- OBJETIVOS
**a.** Reproduza sem nenhuma alteração a passagem da reportagem sobre os golpes de Gomes que começa em "Pelo menos sete" e vai até "na Avenida Paulista.".
**b.** Retome a reportagem sobre os golpes de Gomes, dando sequência ao texto logo após a última frase apresentada.

- TRECHO DO TEXTO
Pelo menos sete mulheres já haviam registrado queixa formal contra Gomes até a quinta-feira, espalhadas pela capital e pelo interior de São Paulo. O modus operandi do “galã” era sempre o mesmo: ele se descrevia como recém-solteiro, sem filhos e avesso a aventuras sexuais ou casuais, sempre em busca de um relacionamento estável.
Uma vez fisgada, a vítima então conhecia um engenheiro “afetuoso, atencioso e carinhoso”, que por vezes se descrevia órfão e, em outros momentos, como se não tivesse vínculos com a família. Alegando sempre estar ocupado com o trabalho, ele se infiltrava no círculo social das mulheres ao mesmo tempo em que conseguia impedir o movimento contrário. Assim, elas nunca viram ou visitaram os supostos apartamentos que ele dizia ter ora nos Jardins ora na Avenida Paulista.
“Era sempre a mesma historinha, o mesmo formato. Ele roubava um dinheiro, aplicava o golpe e sumia”, conta o delegado Miguel Ferreira da Silva, da DEIC de São Bernardo do Campo. Gomes, que tinha perfis “em todo site e aplicativo de pegação imaginável”, mudava de nome e sobrenome de acordo com o perfil e nunca passava endereço ou identidade real às vítimas, variando de nome Augusto ou Ivan e o sobrenome de acordo com a ocasião.
‘Sedutor’
O primeiro golpe do “galã” de que se tem registro foi em Fernandópolis, quando ele ainda era menor de idade. Segundo a promotora Érika Pucci da Costa Leal, que atua no caso, Gomes teria seduzido a secretária de um hemocentro local e convencido a mulher a desviar R$ 30 mil do local de trabalho.
Érika se deparou com o caso quando pediu os antecedentes de Gomes após receber a denúncia de uma de suas vítimas em São Bernardo do Campo. “Então apurei que, de fato, o que ela relatava era uma prática constante dele.” Além do relato recebido pelos delegados de Fernandópolis, ela encontrou boletins de ocorrência que começavam ainda em 2012.

- MATERIAL FORNECIDO
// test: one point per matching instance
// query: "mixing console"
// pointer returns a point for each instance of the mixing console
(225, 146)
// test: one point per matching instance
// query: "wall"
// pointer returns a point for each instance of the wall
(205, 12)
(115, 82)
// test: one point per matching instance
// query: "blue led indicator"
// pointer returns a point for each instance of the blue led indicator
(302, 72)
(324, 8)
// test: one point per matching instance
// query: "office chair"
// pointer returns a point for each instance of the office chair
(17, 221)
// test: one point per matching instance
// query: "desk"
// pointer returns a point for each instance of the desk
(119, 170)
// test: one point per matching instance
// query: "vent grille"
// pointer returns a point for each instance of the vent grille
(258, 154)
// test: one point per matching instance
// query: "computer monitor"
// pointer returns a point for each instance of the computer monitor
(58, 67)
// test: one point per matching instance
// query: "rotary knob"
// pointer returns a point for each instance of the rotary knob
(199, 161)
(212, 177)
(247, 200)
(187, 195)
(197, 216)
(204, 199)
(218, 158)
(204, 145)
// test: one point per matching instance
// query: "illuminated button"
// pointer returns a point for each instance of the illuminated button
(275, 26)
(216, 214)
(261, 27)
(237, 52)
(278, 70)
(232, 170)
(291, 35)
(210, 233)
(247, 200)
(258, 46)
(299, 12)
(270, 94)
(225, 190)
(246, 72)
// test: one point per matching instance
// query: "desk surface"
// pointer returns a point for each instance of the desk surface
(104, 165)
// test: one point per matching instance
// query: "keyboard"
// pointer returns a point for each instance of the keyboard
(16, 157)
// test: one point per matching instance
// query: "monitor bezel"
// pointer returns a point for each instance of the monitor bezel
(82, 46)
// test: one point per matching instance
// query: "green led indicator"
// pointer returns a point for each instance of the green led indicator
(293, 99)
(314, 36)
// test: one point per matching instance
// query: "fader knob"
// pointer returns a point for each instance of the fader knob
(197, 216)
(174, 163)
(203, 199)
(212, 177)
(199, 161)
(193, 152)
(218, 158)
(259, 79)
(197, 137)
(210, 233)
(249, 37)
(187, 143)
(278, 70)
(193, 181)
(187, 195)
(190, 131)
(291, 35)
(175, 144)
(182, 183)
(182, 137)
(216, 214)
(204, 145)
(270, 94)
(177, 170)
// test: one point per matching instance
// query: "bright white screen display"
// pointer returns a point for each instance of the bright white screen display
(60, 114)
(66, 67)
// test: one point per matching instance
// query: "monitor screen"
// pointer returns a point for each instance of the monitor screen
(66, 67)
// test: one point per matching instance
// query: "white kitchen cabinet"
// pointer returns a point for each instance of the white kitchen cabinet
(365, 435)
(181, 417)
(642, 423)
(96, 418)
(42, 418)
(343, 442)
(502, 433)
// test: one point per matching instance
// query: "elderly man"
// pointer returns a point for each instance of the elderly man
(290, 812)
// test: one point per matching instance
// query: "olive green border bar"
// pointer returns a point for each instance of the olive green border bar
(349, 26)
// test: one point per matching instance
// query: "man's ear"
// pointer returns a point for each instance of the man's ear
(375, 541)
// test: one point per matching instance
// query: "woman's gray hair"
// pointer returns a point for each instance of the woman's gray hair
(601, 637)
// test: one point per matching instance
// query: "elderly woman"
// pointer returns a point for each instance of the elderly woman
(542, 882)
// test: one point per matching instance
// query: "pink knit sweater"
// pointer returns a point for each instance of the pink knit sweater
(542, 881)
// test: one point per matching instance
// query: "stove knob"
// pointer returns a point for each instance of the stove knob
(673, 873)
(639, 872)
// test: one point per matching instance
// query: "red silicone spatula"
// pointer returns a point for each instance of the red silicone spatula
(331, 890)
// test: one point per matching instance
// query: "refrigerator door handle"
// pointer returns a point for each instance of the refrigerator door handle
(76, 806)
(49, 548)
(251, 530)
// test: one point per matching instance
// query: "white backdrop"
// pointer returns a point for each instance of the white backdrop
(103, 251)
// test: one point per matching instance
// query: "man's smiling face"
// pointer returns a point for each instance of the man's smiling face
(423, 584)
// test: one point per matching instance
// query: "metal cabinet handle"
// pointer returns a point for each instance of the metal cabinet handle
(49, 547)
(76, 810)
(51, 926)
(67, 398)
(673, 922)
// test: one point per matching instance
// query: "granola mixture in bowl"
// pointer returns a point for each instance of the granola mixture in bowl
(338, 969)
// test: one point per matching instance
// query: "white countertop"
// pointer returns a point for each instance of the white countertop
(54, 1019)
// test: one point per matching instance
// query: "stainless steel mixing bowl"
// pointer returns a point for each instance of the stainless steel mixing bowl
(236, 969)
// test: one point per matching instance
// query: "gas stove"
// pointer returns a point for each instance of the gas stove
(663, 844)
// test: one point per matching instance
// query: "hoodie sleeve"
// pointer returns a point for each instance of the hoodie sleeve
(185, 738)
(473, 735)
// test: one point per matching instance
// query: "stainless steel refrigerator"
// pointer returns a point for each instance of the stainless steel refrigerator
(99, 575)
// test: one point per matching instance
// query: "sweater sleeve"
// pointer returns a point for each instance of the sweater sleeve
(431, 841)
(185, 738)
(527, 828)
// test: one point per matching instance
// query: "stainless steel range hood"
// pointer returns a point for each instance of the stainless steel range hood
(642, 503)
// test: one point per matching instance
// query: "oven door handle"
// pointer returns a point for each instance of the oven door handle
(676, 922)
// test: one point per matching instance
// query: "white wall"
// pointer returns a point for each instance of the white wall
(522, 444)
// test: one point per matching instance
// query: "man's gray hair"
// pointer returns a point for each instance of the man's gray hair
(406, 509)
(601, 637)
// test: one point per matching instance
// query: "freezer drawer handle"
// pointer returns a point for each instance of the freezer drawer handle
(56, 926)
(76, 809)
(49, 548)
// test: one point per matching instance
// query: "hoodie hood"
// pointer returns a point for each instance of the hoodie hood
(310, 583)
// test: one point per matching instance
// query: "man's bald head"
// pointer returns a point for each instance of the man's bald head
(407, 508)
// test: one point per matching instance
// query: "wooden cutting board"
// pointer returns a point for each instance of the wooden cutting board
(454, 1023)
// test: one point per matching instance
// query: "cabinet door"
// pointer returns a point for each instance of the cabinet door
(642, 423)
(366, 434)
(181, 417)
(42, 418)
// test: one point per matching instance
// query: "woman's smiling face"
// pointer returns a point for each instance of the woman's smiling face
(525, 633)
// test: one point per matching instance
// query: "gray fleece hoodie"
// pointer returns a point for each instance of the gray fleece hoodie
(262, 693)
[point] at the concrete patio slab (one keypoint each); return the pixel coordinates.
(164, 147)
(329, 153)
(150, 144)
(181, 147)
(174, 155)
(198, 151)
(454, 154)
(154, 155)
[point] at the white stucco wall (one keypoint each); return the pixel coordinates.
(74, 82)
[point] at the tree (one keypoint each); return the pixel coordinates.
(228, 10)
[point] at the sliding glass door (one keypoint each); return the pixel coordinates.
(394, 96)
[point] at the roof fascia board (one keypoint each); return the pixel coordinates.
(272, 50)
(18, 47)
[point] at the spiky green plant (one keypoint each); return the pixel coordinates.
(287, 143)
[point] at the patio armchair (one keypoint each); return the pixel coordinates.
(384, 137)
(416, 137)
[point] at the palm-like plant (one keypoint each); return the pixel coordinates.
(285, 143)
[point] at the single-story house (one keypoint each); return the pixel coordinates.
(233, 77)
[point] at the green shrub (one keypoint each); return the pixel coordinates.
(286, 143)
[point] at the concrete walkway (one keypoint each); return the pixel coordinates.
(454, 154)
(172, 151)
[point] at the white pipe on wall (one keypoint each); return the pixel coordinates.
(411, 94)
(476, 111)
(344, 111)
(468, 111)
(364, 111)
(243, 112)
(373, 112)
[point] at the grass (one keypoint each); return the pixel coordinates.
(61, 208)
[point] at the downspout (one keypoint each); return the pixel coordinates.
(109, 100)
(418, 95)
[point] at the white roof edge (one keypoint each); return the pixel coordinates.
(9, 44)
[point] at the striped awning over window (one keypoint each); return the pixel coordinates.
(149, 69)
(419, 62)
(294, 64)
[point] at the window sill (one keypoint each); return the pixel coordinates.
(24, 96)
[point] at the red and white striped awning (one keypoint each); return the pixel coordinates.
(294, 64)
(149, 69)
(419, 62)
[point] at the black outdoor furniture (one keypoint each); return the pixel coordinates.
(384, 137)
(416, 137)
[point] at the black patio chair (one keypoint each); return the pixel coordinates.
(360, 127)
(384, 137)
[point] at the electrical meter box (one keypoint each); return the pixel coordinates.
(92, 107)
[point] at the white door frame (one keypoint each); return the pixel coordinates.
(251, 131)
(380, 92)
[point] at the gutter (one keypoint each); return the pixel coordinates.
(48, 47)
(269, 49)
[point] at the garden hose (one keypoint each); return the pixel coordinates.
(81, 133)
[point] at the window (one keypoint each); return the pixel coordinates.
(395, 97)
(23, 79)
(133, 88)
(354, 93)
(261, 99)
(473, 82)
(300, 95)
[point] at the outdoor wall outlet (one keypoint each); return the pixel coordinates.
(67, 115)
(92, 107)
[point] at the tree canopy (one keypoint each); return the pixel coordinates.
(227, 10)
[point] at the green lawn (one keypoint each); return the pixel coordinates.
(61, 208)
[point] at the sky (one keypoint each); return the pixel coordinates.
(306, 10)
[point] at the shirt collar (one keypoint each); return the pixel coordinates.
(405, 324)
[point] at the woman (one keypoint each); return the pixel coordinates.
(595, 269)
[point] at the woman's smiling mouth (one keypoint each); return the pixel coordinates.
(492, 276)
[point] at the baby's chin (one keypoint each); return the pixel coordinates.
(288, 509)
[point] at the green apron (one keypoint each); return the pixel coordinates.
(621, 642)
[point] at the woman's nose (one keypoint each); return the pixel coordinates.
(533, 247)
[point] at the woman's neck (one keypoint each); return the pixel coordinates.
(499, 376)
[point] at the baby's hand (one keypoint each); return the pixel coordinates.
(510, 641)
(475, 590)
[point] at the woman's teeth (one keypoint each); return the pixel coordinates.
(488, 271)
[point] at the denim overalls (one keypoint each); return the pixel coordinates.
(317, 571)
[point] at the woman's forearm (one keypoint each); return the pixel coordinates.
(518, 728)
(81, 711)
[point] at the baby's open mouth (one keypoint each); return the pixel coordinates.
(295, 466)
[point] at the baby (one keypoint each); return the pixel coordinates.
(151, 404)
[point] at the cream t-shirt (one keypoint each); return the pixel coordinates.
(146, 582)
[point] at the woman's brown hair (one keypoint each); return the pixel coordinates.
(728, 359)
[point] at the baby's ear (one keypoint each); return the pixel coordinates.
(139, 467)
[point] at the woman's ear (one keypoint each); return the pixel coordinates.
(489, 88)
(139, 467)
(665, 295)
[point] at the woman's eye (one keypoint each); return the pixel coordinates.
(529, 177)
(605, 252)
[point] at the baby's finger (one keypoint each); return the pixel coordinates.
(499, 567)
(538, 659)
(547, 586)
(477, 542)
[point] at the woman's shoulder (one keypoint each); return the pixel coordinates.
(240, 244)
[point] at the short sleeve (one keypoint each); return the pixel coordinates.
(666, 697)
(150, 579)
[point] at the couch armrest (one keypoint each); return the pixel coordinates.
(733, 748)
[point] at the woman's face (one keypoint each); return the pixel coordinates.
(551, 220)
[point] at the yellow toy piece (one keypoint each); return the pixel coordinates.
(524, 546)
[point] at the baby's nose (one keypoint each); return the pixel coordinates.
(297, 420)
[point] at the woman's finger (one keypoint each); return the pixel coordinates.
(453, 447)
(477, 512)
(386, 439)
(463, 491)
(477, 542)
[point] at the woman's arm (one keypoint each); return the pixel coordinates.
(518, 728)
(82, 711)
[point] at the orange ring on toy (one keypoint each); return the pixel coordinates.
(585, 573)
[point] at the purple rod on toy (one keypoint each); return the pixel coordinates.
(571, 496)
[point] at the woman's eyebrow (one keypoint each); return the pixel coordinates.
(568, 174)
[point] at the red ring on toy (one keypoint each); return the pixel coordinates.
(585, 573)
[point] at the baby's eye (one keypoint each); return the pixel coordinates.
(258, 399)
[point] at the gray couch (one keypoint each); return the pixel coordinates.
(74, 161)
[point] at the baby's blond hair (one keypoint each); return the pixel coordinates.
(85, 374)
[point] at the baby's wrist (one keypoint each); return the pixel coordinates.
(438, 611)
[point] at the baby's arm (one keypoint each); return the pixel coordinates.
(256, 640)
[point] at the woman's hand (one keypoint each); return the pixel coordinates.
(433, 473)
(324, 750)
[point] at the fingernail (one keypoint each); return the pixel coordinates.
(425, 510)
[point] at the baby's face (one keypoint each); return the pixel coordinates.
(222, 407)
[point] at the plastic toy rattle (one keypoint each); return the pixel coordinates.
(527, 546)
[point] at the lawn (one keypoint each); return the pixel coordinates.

- RESPOSTAS ÀS TAREFAS
**a.**
Pelo menos sete mulheres já haviam registrado queixa formal contra Gomes até a quinta-feira, espalhadas pela capital e pelo interior de São Paulo. O modus operandi do “galã” era sempre o mesmo: ele se descrevia como recém-solteiro, sem filhos e avesso a aventuras sexuais ou casuais, sempre em busca de um relacionamento estável.
Uma vez fisgada, a vítima então conhecia um engenheiro “afetuoso, atencioso e carinhoso”, que por vezes se descrevia órfão e, em outros momentos, como se não tivesse vínculos com a família. Alegando sempre estar ocupado com o trabalho, ele se infiltrava no círculo social das mulheres ao mesmo tempo em que conseguia impedir o movimento contrário. Assim, elas nunca viram ou visitaram os supostos apartamentos que ele dizia ter ora nos Jardins ora na Avenida Paulista.

**b.**
O pedido de dinheiro para as vítimas sempre variava, mas seguia algumas constantes. “Ele dizia que tinha bens bloqueados pela malha fina e precisava pagar imposto com urgência. Ou então propunha negócios de sociedade, como adquirir uma loja em shopping popular da região central de São Paulo”, explica a promotora.
O período de cortejo variava e, entre os relatos já ouvidos por Érika, há vítimas extorquidas em quatro dias de relacionamento e outras depois de meses se encontrando com Gomes. O dinheiro era sempre passado em espécie e, após a transação, o “galã” sumia e mudava o número de celular (foram mais de dez), que nunca era registrado em seu próprio nome. “Ele nunca trabalhou. Vive de dar golpes desde que era jovem”, comenta o delegado Silva.
Perseguição
A pedido da promotora, a 3ª Vara Criminal decretou a prisão preventiva de Gomes há três meses. A defesa do suspeito ingressou com um pedido de habeas corpus na 2ª instância, que acabou negado. Ele passou a ser considerado foragido.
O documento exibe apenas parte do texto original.